Can you provide details?

I've read your thread a few times, I only see RADIUS noted in the log - you never mention this.

You mean the 2 TP's?

Hey, thanks for your response!

I haven't mentioned RADIUS because I haven't touched or configured RADIUS in any way. The wifi network has a regular password, no need to enter credentials or anything.
I'm not sure why it occurs in the log, that is curious.

Yes, I have installed DAWN on both the TP-Links, and on the R7800.

Taking a different angle, I've tried to track down where in the source of hostapd these log entries come from, in the hope of learning more. I found out that this line:

Fri Jan  6 11:19:24 2023 daemon.debug hostapd: phy1-ap0: STA [mac redacted] MLME: MLME-DEAUTHENTICATE.indication([mac redacted], 1)

* **Excerpted records**:

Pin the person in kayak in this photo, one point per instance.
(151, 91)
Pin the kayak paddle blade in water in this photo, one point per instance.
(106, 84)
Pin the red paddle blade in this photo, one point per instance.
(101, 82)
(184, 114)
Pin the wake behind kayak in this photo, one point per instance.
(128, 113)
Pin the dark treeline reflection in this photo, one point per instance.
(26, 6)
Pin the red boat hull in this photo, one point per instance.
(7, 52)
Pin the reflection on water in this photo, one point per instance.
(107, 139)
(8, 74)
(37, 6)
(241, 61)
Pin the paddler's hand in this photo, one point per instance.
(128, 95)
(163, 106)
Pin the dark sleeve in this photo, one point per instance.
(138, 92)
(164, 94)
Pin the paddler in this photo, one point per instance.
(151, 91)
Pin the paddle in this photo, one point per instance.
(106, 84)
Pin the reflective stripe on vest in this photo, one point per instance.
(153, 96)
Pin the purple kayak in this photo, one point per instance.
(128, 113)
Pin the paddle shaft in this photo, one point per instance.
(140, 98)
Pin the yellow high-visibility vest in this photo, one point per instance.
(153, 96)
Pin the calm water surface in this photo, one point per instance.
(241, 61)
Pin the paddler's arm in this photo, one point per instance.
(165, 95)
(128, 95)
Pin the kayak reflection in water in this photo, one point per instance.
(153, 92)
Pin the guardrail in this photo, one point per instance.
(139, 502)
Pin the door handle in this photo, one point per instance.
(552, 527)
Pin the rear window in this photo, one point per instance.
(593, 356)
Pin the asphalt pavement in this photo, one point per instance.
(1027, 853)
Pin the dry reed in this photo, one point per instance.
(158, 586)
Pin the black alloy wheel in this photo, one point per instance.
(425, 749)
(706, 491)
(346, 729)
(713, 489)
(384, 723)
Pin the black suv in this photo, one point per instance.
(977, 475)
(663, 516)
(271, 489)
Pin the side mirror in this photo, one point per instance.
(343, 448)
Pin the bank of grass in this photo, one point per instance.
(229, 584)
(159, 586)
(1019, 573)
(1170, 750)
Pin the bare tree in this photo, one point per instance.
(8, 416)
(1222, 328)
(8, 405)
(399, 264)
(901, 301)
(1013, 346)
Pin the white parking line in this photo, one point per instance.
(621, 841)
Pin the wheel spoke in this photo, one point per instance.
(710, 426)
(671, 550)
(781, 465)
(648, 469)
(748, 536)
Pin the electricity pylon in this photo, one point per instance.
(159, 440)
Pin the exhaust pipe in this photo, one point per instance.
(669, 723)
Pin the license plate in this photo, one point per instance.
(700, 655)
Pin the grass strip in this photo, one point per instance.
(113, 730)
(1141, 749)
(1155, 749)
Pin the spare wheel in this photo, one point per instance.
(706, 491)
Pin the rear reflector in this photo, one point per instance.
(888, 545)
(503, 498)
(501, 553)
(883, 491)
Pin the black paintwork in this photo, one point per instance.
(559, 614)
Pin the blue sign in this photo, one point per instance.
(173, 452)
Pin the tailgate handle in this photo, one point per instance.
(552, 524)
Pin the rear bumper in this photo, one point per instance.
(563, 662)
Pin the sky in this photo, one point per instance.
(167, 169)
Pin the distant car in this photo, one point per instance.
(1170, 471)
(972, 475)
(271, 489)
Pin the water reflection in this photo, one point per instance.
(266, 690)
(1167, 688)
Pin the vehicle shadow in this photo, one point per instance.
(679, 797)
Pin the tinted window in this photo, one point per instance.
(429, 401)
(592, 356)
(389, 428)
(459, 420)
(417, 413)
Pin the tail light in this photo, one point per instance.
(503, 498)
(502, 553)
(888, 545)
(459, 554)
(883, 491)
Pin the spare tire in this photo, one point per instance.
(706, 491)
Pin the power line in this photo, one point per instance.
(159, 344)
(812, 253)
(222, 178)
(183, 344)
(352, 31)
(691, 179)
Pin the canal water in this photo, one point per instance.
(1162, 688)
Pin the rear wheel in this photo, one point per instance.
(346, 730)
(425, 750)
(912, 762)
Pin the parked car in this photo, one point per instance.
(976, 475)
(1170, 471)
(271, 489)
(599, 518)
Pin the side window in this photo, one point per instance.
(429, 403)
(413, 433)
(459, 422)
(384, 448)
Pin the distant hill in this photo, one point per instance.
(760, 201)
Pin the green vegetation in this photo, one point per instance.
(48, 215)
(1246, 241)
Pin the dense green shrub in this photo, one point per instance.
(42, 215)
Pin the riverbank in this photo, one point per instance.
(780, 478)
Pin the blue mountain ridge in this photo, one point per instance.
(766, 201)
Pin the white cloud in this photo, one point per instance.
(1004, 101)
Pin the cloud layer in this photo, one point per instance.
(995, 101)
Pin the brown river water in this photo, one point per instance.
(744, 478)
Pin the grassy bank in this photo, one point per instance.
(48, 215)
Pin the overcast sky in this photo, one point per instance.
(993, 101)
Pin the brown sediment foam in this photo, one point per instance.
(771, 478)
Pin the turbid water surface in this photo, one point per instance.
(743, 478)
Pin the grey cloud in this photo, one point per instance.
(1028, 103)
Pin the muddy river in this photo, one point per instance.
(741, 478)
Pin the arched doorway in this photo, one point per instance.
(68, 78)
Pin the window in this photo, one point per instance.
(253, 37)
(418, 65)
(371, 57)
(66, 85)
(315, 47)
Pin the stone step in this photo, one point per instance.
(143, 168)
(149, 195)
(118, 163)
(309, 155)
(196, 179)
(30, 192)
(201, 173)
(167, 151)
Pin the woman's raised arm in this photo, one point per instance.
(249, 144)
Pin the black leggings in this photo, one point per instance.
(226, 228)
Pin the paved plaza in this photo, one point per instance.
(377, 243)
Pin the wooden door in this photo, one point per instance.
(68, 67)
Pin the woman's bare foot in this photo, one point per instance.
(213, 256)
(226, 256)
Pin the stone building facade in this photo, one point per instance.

* **Exercise brief**:
Pick up the forum thread about the hostapd log entries where it stops and continue it. The rows aren't needed here.

* **Task response**:
indicates that the client sends a 802.11 deauthentication frame to the access point, with reason code 1 = Unspecified reason. This differs from when I manually disconnect from the wifi with e.g. my phone, that will show reason code 3 = station is leaving. Not sure how to do something with this information, though.

…running hostapd manually gives you a lot more insight, especially when navigating it’s source code.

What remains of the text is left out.